> _OBJETIVO_
Segundo o texto sobre a suspensão da contagem de tempo de serviço em Curitiba, a partir de que data essa contagem será restabelecida?

> _FONTE_
+++
Suspensão da contagem de tempo de serviço na concessão de adicionais - LC 173/2020

Por Ricardo Key Sakaguti Watanabe - 12/08/2020

No último dia 28, a Prefeitura Municipal de Curitiba emitiu comunicado aos servidores públicos municipais de que está suspensa a contagem do tempo de serviço para fins de concessão de adicionais por tempo de serviço e licenças-prêmios, durante o período de 08 de maio de 2020 a 31 de dezembro de 2021. A contagem só será restabelecida a partir de 1º de janeiro de 2022.

A suspensão seria uma imposição da Lei Complementar (LC) nº 173/2020, que instituiu o “Programa Federativo de Enfrentamento do Coronavírus”. Segundo o comunicado, essa norma federal imporia uma regra geral à União, aos Estados e aos Municípios, segundo a qual, durante o período acima referido, estaria vedada a contagem do tempo de serviço “para a concessão de anuênios, triênios, quinquênios, licenças-prêmio e demais mecanismos equivalentes que aumentem a despesa com pessoal”.

 

A LC nº 173/2020 impôs novas regras (transitórias) à situação excepcional de calamidade pública que já era regulamentada pelo art. 65 da Lei de Responsabilidade Fiscal (LC nº 101/2000). Por conta de acordos entre variados entes da federação, buscou-se viabilizar um auxílio financeiro da União, por meio da liberação de recursos e isenções fiscais a Estados e Municípios, aos quais, em contrapartida, foi conferido o compromisso de adotar medidas de contenção de despesas.

 

Assim, adveio a regra do art. 8º, IX, da LC nº 173/2020, segundo a qual “a União, os Estados, o Distrito Federal e os Municípios (...) ficam proibidos, até 31 de dezembro de 2021, de: (...) IX - contar esse tempo como de período aquisitivo necessário exclusivamente para a concessão de anuênios, triênios, quinquênios, licenças-prêmio e demais mecanismos equivalentes que aumentem a despesa com pessoal em decorrência da aquisição de determinado tempo de serviço”.
+++
> _DADOS BRUTOS_
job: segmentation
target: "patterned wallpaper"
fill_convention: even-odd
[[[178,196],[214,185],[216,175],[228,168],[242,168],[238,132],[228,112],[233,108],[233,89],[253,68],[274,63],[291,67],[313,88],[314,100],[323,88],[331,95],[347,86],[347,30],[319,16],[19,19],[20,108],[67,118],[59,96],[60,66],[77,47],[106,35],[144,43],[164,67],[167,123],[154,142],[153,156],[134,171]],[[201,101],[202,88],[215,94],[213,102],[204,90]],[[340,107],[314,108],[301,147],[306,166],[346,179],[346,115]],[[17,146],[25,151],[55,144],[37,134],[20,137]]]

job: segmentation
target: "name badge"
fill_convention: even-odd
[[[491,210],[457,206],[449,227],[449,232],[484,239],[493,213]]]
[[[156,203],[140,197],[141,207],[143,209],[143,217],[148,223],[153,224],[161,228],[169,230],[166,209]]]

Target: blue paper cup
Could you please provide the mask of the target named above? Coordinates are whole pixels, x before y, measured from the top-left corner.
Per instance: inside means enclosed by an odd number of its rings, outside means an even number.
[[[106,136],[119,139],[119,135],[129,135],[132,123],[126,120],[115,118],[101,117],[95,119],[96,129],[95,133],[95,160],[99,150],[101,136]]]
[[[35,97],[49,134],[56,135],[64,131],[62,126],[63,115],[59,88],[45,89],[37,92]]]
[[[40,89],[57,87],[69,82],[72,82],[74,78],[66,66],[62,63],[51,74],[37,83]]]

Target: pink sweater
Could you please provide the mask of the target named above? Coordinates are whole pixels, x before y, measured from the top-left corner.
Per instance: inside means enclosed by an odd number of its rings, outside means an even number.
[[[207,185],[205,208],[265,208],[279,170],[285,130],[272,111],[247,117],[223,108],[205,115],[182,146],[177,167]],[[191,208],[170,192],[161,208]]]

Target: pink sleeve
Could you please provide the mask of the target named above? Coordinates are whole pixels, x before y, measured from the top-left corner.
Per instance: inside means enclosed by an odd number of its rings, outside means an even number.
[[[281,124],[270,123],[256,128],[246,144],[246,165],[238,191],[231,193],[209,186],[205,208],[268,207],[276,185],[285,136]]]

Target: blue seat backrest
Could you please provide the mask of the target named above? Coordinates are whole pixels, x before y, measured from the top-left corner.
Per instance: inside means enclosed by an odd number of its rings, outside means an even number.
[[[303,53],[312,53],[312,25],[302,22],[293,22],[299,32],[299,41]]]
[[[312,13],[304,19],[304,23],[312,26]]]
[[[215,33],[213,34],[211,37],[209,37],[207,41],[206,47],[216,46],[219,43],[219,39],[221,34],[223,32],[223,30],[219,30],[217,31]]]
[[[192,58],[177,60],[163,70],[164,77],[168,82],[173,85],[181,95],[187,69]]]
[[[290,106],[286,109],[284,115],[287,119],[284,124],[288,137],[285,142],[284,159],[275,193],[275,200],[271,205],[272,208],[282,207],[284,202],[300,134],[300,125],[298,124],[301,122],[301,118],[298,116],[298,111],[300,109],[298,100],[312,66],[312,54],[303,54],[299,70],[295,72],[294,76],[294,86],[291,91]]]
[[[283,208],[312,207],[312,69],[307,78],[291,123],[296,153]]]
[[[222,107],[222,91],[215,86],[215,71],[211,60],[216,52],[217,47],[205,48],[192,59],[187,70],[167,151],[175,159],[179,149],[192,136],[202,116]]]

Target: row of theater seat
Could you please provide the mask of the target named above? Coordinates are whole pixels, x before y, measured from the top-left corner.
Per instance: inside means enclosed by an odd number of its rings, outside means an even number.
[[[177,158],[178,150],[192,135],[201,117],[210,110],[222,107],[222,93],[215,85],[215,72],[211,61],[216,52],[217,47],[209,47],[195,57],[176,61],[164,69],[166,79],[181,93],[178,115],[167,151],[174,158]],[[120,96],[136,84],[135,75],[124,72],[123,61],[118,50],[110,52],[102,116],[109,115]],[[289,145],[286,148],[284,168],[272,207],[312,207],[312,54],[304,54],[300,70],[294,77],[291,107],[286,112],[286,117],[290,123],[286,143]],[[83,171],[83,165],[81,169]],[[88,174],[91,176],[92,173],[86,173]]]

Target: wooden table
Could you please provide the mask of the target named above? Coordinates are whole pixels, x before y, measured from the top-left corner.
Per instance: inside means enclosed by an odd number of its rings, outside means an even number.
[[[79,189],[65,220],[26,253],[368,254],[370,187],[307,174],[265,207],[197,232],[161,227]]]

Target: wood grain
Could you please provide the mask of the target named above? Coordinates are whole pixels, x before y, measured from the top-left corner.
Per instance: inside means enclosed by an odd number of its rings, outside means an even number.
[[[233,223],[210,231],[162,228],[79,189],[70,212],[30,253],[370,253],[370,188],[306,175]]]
+++
> _RESULTADO DO EXERCÍCIO_
A contagem será restabelecida a partir de 1º de janeiro de 2022.